Spain's government approved provisions to a law allowing the exhumation of one of the country's most controversial leaders. The motion is set to spark indignation from both supporters and detractors of the provisions.
Sputnik

The Spanish government's center-left party, the Spanish Socialist Worker's Party (PSOE), is set to pass amendments to the Law of Historical Memory [52/2007] in an upcoming debate next month, deputy prime minister Carmen Calvo said at a press conference at the Palace of the Moncloa on Friday. 

"Having Franco's tomb (at the complex) shows a lack of respect […] for the victims buried there," Calvo stated, citing a visiting United Nations delegations remarks that "democracy is incompatible with a tomb which honors the memory of Franco." 

Calvo noted that the Spanish government will contact Franco's descendants and give them fifteen days to nominate a place to transfer the remains after exhumation. In the absence of a response, the government will choose what it calls a "dignified place", she said at a weekly Cabinet meeting. 

Calvo stated that the government wishes to speed up the exhumation to "end a state of affairs which cannot go on any longer." The Law of Historical Memory was approved in 2007 and given numerous consultations, including expert recommendations in 2011 and a mandate issued to the Congress of Deputies in 2017. 

The motion had been introduced to the lower house and deputies voted 198-1 in favor in May 2017, El Pais reported. 140 deputies from the Conservative Popular Party (PP) abstained.  

"There's not a single reason that Spanish democracy does not feel worthy of this exhumation," Calvo asserted. 

Others have seconded her stance, with Spanish prime minister Pedro Sánchez making his own statement. 

"A country looking to the future must be at peace with its past," he said on Twitter. "We are going to exhume the remains of Franco with all the guarantees and listen to other parliamentary groups. The government is acting serenely to restore dignity to the victims of Francoism and to democracy."

[Coordinate annotation entries]
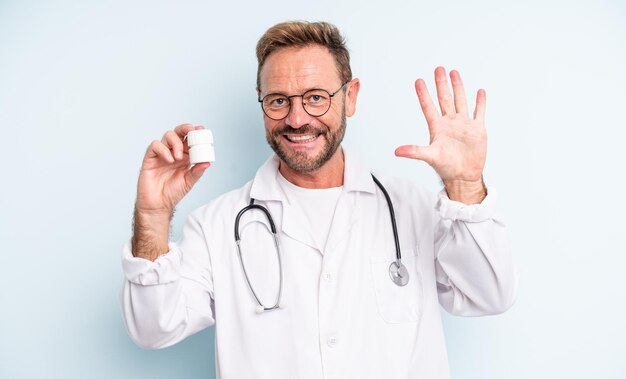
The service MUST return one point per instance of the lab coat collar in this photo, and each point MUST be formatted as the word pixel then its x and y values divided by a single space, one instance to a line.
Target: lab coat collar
pixel 265 187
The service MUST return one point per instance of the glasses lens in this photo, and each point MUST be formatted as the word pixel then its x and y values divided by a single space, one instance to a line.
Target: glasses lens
pixel 316 102
pixel 276 106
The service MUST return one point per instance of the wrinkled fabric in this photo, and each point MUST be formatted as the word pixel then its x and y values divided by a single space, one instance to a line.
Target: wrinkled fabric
pixel 343 316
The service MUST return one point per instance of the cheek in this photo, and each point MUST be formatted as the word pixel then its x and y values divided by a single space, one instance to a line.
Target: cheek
pixel 272 125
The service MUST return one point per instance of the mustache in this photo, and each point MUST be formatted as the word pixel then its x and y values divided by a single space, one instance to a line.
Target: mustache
pixel 304 129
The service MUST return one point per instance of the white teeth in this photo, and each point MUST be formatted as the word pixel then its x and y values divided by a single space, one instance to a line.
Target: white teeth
pixel 301 137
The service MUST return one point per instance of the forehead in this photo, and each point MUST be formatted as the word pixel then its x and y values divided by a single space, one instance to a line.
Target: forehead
pixel 296 69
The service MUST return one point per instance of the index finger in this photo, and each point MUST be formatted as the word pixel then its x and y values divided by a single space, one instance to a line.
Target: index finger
pixel 182 130
pixel 428 107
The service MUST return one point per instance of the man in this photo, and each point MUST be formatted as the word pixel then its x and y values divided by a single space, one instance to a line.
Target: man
pixel 335 302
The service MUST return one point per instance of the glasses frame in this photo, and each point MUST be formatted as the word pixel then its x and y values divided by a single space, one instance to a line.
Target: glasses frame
pixel 330 101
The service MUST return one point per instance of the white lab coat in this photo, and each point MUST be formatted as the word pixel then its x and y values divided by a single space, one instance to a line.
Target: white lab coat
pixel 344 317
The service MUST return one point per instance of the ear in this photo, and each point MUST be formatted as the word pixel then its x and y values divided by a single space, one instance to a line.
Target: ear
pixel 351 93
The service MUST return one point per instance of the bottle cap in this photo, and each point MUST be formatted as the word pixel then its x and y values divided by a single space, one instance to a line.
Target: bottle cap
pixel 196 137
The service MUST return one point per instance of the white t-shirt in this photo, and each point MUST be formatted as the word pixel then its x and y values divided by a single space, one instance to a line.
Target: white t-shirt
pixel 317 207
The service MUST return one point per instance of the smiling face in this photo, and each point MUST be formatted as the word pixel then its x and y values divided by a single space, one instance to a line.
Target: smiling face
pixel 303 142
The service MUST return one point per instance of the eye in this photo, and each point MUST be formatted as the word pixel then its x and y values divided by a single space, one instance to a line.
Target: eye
pixel 316 98
pixel 276 101
pixel 279 101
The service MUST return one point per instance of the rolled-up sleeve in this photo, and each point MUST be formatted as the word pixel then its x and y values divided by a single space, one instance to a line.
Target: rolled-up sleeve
pixel 169 299
pixel 473 261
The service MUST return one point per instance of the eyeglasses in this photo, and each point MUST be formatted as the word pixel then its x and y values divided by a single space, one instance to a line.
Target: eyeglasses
pixel 316 102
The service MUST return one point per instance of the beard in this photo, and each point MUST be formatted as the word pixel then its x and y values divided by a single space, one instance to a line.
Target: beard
pixel 300 161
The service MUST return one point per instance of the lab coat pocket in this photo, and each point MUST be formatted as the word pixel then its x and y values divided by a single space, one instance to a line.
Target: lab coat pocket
pixel 398 304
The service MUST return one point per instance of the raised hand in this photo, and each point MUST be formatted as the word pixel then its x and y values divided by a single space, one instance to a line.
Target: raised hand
pixel 458 143
pixel 165 178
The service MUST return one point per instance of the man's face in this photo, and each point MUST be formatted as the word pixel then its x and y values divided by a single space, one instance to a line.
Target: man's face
pixel 305 143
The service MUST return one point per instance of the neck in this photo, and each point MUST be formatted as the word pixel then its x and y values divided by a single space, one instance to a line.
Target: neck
pixel 328 176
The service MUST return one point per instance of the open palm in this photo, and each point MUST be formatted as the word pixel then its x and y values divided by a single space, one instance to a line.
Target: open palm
pixel 458 143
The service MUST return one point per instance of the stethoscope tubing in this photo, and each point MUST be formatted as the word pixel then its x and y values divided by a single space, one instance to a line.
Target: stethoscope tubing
pixel 397 270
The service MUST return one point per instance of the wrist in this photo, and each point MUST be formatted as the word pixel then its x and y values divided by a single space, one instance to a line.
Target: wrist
pixel 465 191
pixel 150 233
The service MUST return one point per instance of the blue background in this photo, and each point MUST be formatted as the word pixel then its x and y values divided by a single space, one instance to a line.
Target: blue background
pixel 86 86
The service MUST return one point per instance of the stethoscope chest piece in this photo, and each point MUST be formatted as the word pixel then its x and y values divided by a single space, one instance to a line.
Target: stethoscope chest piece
pixel 398 273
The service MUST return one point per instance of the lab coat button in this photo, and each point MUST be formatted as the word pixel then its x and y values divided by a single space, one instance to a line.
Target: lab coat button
pixel 332 341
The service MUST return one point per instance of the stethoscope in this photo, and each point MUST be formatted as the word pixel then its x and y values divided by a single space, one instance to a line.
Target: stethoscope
pixel 397 271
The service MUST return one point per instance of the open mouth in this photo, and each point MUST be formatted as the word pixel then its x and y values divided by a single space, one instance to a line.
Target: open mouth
pixel 301 138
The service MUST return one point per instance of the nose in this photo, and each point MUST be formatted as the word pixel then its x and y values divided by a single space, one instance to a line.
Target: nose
pixel 297 116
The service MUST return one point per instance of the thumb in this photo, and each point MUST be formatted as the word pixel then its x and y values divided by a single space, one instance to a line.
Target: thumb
pixel 194 174
pixel 422 153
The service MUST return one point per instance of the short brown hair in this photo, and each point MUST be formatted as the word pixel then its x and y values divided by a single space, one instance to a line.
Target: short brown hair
pixel 301 34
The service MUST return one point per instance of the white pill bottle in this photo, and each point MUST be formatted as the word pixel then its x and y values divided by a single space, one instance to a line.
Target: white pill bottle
pixel 200 144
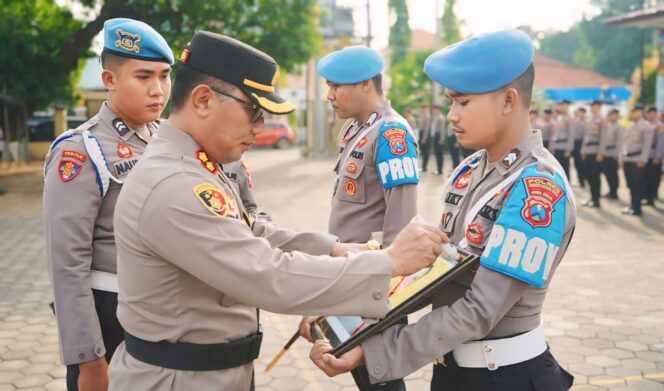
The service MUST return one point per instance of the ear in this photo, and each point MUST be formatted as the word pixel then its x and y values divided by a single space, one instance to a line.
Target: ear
pixel 109 79
pixel 510 100
pixel 200 98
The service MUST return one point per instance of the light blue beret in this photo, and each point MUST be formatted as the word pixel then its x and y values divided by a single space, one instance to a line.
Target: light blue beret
pixel 483 63
pixel 350 65
pixel 134 39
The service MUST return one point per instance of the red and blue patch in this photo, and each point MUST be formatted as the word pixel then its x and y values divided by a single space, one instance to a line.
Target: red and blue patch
pixel 68 170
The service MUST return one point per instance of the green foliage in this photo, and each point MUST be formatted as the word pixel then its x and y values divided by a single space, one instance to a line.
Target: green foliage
pixel 399 32
pixel 609 50
pixel 32 33
pixel 410 86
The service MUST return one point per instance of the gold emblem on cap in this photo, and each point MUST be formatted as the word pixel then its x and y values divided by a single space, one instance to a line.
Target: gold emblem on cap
pixel 127 41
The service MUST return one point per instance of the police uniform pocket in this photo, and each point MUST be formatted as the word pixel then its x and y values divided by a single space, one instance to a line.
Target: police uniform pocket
pixel 351 183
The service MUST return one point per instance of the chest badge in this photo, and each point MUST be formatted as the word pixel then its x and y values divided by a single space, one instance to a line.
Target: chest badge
pixel 124 151
pixel 68 170
pixel 463 180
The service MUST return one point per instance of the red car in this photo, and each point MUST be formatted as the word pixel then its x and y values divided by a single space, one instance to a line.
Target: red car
pixel 277 134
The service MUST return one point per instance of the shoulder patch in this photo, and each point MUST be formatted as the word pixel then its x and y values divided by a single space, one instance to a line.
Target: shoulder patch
pixel 526 237
pixel 75 155
pixel 68 170
pixel 396 156
pixel 213 199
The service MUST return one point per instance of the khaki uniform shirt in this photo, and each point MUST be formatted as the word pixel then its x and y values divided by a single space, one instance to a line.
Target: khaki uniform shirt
pixel 563 136
pixel 610 140
pixel 375 189
pixel 491 304
pixel 78 226
pixel 637 142
pixel 592 135
pixel 192 269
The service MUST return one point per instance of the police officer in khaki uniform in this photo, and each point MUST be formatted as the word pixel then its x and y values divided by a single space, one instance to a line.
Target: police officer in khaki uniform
pixel 84 171
pixel 192 265
pixel 375 186
pixel 609 150
pixel 589 150
pixel 654 166
pixel 562 142
pixel 509 202
pixel 634 155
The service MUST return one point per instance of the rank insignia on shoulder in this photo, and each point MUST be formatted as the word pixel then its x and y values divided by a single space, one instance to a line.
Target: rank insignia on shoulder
pixel 542 195
pixel 213 199
pixel 75 155
pixel 120 126
pixel 474 233
pixel 206 162
pixel 68 170
pixel 350 187
pixel 128 41
pixel 124 151
pixel 463 180
pixel 397 139
pixel 362 142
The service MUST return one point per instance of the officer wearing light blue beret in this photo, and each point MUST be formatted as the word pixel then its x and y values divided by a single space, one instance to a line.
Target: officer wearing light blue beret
pixel 376 173
pixel 84 171
pixel 510 202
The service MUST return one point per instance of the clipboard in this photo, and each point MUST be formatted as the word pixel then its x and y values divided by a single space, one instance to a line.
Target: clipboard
pixel 347 332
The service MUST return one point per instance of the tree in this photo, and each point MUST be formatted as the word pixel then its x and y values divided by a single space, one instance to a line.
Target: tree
pixel 399 32
pixel 43 44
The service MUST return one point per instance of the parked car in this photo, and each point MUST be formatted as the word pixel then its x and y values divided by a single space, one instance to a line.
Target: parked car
pixel 43 128
pixel 276 134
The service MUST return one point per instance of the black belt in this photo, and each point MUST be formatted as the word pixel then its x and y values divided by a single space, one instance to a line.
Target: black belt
pixel 187 356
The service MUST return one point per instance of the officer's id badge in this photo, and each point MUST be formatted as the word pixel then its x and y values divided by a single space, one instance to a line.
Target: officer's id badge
pixel 68 170
pixel 396 156
pixel 127 41
pixel 526 237
pixel 542 196
pixel 463 180
pixel 214 199
pixel 124 151
pixel 209 165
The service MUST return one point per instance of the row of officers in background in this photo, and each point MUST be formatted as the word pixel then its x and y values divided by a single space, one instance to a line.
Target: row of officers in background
pixel 596 142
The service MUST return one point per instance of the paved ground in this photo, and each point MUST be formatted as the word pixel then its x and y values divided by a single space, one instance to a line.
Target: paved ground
pixel 604 315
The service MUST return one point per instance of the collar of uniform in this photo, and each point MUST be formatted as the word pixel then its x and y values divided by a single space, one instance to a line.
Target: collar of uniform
pixel 519 152
pixel 109 117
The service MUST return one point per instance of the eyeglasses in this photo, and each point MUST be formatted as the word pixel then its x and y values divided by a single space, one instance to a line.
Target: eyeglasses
pixel 257 110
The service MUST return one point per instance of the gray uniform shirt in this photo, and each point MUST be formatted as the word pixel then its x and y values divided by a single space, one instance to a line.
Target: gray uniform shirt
pixel 191 268
pixel 563 137
pixel 370 207
pixel 638 142
pixel 592 135
pixel 610 139
pixel 78 227
pixel 490 304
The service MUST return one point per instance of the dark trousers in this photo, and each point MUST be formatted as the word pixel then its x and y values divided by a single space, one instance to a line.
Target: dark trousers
pixel 593 169
pixel 610 169
pixel 559 154
pixel 541 373
pixel 578 162
pixel 454 151
pixel 106 304
pixel 438 151
pixel 635 177
pixel 653 178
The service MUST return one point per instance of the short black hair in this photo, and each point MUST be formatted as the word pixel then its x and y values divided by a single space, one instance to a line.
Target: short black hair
pixel 524 84
pixel 110 61
pixel 186 79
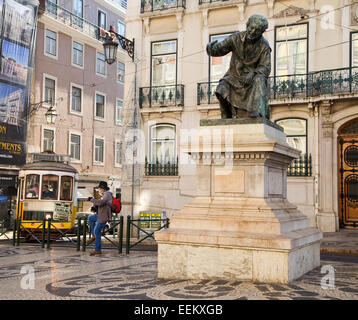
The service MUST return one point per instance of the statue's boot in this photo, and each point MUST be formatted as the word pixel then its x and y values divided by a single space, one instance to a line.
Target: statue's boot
pixel 225 107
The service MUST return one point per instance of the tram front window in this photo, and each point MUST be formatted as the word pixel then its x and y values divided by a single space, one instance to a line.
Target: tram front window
pixel 32 186
pixel 66 188
pixel 49 187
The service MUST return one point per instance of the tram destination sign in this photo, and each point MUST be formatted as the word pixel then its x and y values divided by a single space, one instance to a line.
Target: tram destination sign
pixel 17 44
pixel 62 212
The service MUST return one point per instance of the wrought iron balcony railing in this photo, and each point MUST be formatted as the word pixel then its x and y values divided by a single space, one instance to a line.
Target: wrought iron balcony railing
pixel 159 5
pixel 164 96
pixel 68 18
pixel 313 84
pixel 211 1
pixel 301 167
pixel 160 168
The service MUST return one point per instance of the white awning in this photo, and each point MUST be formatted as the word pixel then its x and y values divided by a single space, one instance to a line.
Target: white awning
pixel 83 194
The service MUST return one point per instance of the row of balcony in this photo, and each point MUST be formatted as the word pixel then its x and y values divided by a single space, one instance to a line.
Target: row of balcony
pixel 301 167
pixel 68 18
pixel 298 86
pixel 159 5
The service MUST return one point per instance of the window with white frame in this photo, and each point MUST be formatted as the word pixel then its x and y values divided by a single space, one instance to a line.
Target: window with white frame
pixel 48 140
pixel 121 28
pixel 219 65
pixel 120 72
pixel 51 42
pixel 291 44
pixel 162 143
pixel 50 90
pixel 118 153
pixel 76 99
pixel 77 54
pixel 78 8
pixel 100 64
pixel 296 132
pixel 119 106
pixel 164 63
pixel 102 19
pixel 100 101
pixel 99 150
pixel 75 146
pixel 354 49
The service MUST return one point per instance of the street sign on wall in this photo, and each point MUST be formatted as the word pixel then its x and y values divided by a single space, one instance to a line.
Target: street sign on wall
pixel 17 41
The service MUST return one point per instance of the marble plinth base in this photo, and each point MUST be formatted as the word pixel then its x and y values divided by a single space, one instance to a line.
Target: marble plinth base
pixel 240 224
pixel 185 261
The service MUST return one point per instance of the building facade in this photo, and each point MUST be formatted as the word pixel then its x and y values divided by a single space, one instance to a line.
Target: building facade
pixel 312 87
pixel 71 74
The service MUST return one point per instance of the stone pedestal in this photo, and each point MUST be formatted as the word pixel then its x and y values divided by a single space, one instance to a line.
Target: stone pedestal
pixel 240 224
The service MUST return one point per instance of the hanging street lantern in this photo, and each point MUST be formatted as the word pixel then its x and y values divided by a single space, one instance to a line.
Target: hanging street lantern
pixel 110 50
pixel 110 46
pixel 51 115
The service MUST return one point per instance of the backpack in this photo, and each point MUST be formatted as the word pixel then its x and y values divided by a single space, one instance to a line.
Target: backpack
pixel 116 205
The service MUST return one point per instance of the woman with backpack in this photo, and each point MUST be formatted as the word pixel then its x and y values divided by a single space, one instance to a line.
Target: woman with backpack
pixel 104 214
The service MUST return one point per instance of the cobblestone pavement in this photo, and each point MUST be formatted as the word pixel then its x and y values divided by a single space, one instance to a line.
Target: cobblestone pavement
pixel 67 274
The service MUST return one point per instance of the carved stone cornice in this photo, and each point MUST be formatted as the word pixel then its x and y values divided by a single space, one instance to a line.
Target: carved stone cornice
pixel 294 11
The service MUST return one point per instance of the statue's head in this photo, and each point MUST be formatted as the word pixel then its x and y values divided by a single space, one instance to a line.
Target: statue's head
pixel 256 26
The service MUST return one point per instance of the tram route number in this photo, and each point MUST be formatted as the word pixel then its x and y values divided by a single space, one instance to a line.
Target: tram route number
pixel 62 211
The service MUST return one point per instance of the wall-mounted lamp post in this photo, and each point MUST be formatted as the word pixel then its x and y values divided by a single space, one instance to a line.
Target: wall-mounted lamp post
pixel 110 46
pixel 50 114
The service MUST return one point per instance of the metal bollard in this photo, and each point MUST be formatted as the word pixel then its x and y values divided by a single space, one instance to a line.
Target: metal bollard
pixel 14 233
pixel 43 233
pixel 78 234
pixel 120 235
pixel 128 234
pixel 84 234
pixel 48 233
pixel 18 232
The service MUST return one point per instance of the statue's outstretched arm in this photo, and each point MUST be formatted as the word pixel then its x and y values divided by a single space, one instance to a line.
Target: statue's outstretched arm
pixel 218 49
pixel 264 66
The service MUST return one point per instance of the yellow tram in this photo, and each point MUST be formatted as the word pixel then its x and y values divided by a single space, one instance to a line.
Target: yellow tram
pixel 47 189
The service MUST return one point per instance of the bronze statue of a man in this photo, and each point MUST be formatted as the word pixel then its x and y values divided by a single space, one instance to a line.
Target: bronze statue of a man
pixel 242 92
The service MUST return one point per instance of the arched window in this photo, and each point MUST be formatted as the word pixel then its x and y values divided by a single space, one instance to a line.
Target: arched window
pixel 32 186
pixel 296 131
pixel 162 143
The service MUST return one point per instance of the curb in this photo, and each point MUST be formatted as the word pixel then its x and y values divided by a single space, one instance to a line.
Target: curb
pixel 342 251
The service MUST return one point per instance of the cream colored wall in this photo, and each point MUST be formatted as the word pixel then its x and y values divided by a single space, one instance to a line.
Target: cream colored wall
pixel 192 28
pixel 83 124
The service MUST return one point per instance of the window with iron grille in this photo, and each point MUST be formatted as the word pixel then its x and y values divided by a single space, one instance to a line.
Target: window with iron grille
pixel 162 143
pixel 164 63
pixel 51 42
pixel 100 64
pixel 76 101
pixel 99 150
pixel 48 139
pixel 100 100
pixel 50 90
pixel 291 43
pixel 77 54
pixel 120 72
pixel 75 146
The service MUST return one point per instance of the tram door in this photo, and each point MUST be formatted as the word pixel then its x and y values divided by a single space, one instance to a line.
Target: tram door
pixel 348 174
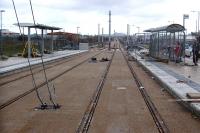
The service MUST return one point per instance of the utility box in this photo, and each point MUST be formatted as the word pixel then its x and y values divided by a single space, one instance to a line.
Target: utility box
pixel 83 46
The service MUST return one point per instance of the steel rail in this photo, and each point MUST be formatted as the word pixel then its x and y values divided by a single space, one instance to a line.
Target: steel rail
pixel 88 115
pixel 42 84
pixel 159 121
pixel 60 61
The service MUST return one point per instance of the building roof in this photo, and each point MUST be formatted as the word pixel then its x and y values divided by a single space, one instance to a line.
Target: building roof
pixel 169 28
pixel 39 26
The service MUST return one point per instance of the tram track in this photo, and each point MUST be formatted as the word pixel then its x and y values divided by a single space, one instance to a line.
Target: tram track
pixel 159 121
pixel 48 66
pixel 88 115
pixel 20 96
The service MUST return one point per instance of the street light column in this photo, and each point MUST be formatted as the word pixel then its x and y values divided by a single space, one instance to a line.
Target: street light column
pixel 1 32
pixel 198 20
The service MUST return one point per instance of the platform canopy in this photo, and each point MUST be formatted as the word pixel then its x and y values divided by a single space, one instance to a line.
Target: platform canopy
pixel 38 26
pixel 169 28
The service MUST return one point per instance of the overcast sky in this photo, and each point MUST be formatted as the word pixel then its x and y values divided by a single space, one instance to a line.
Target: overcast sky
pixel 87 14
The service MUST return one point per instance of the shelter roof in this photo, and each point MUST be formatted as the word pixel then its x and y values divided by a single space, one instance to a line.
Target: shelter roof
pixel 39 26
pixel 169 28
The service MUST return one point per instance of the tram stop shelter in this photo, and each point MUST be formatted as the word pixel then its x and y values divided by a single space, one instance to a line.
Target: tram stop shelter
pixel 42 27
pixel 163 41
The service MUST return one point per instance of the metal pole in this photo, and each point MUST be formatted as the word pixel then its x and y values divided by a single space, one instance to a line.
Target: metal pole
pixel 109 29
pixel 138 29
pixel 77 29
pixel 98 34
pixel 198 20
pixel 1 33
pixel 29 42
pixel 52 41
pixel 102 36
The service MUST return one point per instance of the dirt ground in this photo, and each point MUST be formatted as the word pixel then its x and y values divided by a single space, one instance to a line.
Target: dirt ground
pixel 121 108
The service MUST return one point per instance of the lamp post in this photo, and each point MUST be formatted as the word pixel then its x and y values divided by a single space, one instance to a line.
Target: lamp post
pixel 1 33
pixel 198 13
pixel 185 16
pixel 77 29
pixel 138 29
pixel 77 36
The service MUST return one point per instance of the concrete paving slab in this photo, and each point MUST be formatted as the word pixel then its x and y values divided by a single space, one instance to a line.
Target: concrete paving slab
pixel 169 78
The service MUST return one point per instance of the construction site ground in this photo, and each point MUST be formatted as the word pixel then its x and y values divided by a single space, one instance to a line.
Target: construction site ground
pixel 121 108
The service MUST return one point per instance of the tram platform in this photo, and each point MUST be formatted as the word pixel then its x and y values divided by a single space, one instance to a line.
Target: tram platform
pixel 180 80
pixel 16 63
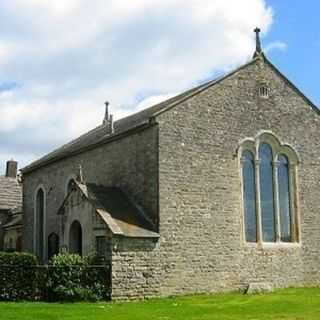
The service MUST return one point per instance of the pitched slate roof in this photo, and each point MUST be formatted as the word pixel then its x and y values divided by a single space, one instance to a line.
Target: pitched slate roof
pixel 100 134
pixel 10 193
pixel 120 215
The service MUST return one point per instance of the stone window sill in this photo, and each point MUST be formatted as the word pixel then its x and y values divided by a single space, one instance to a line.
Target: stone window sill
pixel 273 245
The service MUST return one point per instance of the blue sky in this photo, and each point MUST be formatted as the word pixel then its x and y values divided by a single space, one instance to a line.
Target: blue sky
pixel 297 24
pixel 61 60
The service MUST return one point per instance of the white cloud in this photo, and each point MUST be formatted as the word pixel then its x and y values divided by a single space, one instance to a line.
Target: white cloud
pixel 68 57
pixel 276 45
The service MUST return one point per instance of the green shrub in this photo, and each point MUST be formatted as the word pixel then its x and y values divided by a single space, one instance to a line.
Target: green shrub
pixel 65 276
pixel 17 276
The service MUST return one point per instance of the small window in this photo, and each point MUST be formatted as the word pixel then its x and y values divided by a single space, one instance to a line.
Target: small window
pixel 263 91
pixel 101 246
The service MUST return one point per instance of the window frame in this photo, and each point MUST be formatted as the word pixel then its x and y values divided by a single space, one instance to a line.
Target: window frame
pixel 42 255
pixel 252 145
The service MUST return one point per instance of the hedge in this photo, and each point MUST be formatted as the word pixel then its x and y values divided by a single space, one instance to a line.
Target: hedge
pixel 67 277
pixel 17 276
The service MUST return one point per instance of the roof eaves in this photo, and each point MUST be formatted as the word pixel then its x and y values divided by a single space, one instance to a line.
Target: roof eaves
pixel 205 86
pixel 38 164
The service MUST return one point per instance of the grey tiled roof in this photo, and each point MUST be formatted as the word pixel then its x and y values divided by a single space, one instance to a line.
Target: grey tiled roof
pixel 121 216
pixel 100 134
pixel 10 193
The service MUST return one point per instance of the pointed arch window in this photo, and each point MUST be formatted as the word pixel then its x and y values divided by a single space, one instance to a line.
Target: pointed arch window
pixel 40 223
pixel 269 193
pixel 249 194
pixel 284 199
pixel 266 193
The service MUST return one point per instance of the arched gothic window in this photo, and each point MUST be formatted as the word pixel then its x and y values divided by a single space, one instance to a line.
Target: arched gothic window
pixel 53 245
pixel 284 198
pixel 266 193
pixel 249 194
pixel 70 185
pixel 268 182
pixel 39 223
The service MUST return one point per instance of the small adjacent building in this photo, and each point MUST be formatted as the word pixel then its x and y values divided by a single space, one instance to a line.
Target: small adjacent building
pixel 10 209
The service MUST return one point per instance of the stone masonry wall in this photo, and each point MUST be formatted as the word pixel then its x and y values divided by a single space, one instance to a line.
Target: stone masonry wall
pixel 136 267
pixel 129 163
pixel 201 220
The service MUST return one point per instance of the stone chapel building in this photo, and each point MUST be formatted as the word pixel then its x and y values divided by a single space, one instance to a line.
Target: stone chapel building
pixel 215 189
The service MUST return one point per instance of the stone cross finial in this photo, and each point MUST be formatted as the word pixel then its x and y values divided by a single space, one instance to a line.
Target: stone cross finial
pixel 80 174
pixel 258 42
pixel 106 114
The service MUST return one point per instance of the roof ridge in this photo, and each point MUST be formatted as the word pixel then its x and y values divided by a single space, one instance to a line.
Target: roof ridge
pixel 129 122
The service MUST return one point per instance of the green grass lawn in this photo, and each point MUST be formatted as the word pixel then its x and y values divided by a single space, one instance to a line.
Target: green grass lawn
pixel 293 304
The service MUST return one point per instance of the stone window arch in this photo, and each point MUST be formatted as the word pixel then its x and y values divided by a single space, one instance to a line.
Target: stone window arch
pixel 69 184
pixel 269 189
pixel 75 238
pixel 40 222
pixel 53 245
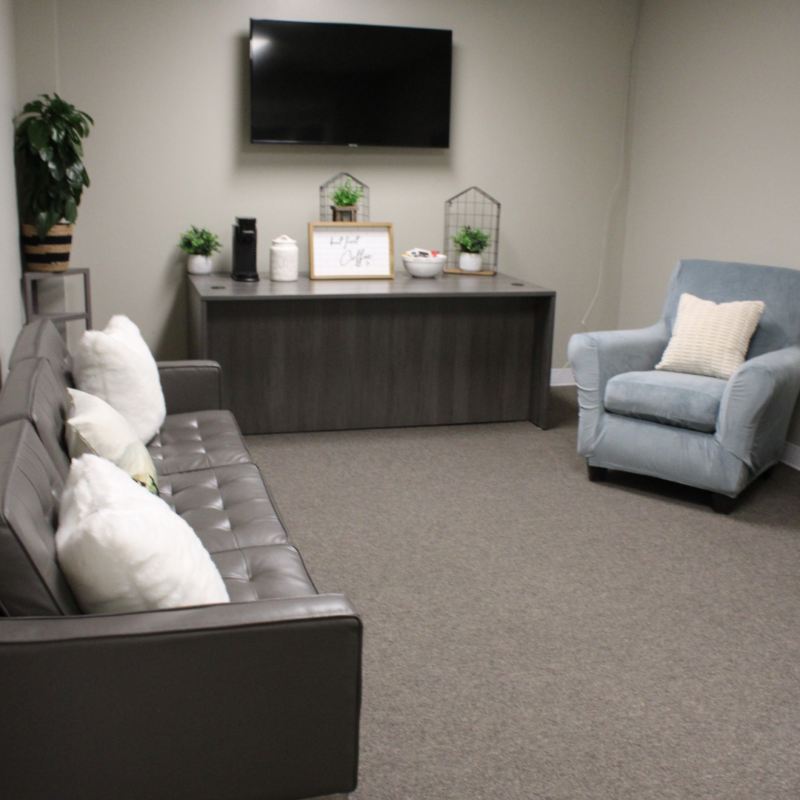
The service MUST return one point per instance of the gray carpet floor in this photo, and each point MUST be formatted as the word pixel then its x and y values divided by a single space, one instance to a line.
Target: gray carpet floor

The exercise: Please extract a passage from the article on the Franco exhumation word for word, starting at the words "Spain's government approved" and stopping after "Palace of the Moncloa on Friday.".

The result:
Spain's government approved provisions to a law allowing the exhumation of one of the country's most controversial leaders. The motion is set to spark indignation from both supporters and detractors of the provisions.
Sputnik

The Spanish government's center-left party, the Spanish Socialist Worker's Party (PSOE), is set to pass amendments to the Law of Historical Memory [52/2007] in an upcoming debate next month, deputy prime minister Carmen Calvo said at a press conference at the Palace of the Moncloa on Friday.